• **Problem requirements**: Your answer should be the lines below from the one holding "Target: tractor cab" through the one holding "Target: solar panel", copied exactly and with nothing else.

###

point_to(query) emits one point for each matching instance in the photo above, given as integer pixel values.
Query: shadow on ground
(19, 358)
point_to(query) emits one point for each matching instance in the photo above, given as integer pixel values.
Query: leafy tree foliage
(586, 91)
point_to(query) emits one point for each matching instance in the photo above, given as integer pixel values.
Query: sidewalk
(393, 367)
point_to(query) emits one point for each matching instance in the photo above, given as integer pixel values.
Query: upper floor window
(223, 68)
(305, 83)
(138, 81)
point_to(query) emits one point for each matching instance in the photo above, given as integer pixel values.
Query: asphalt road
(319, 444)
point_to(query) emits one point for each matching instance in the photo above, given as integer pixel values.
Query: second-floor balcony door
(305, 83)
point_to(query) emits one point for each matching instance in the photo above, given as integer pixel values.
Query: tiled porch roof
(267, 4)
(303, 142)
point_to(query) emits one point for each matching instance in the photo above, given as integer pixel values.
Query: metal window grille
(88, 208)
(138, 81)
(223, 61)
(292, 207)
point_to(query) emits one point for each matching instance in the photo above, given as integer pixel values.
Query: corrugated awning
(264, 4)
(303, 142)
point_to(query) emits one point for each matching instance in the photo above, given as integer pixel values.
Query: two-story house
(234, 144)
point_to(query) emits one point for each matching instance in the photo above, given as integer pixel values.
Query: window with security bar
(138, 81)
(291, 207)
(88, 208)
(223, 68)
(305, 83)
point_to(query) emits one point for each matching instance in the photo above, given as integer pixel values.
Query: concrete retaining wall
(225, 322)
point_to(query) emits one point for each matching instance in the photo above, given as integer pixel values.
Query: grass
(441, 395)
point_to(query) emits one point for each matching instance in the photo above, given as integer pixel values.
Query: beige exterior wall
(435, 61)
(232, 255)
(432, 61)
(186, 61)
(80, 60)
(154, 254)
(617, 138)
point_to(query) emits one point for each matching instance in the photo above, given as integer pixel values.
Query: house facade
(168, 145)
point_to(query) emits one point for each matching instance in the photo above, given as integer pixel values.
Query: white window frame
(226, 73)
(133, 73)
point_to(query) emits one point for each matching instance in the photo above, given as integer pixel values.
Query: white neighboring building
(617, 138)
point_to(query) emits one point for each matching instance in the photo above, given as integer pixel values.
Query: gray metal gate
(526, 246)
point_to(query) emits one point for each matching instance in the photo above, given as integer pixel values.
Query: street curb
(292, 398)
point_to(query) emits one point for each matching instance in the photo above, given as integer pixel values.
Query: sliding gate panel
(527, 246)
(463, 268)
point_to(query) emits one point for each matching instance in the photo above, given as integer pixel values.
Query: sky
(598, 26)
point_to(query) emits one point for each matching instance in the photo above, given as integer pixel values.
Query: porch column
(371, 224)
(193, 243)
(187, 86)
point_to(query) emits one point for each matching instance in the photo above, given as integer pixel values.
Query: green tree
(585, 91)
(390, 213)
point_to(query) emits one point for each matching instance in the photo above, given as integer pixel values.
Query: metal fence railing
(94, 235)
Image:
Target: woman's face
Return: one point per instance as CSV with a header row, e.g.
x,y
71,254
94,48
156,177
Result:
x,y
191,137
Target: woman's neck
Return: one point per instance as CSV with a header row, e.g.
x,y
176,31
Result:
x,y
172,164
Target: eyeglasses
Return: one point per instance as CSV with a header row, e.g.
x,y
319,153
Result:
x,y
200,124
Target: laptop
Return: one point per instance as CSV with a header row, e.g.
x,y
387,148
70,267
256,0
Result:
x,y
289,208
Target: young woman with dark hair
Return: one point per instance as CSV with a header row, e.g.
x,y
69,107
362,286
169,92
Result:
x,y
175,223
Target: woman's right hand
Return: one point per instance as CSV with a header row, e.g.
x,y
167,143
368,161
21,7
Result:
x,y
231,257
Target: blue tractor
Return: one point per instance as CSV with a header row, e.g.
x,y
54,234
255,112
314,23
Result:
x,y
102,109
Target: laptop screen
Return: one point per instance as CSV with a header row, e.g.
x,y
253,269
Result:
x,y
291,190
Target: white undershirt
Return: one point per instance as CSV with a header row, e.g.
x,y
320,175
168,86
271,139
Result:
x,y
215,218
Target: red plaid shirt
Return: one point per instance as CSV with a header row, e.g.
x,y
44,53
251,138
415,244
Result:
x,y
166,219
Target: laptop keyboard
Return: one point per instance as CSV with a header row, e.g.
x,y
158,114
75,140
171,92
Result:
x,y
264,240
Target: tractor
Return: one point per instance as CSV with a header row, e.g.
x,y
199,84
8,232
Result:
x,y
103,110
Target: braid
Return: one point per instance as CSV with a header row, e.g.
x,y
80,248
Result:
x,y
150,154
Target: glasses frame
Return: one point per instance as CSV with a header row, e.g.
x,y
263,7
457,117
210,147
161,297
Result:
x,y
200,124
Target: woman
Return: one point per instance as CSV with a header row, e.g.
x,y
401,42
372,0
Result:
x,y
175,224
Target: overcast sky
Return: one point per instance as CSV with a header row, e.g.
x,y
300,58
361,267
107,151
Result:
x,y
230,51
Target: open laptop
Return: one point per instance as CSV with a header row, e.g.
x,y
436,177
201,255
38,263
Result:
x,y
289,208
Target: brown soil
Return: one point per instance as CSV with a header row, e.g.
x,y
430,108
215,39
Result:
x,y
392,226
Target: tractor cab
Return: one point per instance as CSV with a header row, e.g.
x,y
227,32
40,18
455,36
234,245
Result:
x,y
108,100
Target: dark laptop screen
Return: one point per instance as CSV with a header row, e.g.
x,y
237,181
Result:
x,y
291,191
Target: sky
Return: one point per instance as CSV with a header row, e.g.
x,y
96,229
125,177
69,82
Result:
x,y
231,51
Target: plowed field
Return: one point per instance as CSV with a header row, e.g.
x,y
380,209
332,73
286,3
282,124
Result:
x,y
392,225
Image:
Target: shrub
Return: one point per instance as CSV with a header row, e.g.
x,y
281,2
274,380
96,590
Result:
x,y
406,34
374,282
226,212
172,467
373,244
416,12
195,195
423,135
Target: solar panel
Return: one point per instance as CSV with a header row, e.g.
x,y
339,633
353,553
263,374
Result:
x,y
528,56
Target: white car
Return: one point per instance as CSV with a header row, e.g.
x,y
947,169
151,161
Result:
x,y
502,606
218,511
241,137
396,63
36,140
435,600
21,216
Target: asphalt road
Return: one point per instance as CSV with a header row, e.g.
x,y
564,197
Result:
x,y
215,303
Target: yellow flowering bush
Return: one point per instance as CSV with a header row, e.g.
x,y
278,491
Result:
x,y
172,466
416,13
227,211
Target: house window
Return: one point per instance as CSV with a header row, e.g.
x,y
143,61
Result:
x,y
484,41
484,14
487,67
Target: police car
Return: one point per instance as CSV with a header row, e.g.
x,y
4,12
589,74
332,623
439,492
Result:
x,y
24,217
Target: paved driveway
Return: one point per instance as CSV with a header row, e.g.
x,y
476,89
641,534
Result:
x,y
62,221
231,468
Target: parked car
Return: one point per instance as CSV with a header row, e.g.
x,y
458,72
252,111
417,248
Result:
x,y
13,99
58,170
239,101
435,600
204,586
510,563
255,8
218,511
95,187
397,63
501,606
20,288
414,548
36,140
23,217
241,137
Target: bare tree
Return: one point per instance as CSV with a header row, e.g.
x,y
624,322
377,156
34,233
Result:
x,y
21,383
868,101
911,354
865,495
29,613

###

• **Output of the exercise**:
Target: tractor cab
Return: one point per instance as CSV with a header row, e.g.
x,y
227,32
40,18
455,36
234,245
Result:
x,y
108,100
Target: dark laptop screen
Return: one point per instance as CSV with a header row, e.g.
x,y
237,181
Result:
x,y
291,191
Target: sky
Return: one point per instance as CSV with a header row, e.g.
x,y
96,229
125,177
69,82
Result:
x,y
231,51
Target: plowed field
Return: one point per instance as CSV with a header row, e.g.
x,y
380,209
332,73
286,3
282,124
Result:
x,y
392,225
Image:
Target: shrub
Return: one point per instance as CSV with a header row, e.g.
x,y
281,2
274,380
96,590
Result:
x,y
406,34
374,282
226,212
172,467
373,244
416,12
195,195
423,135
Target: solar panel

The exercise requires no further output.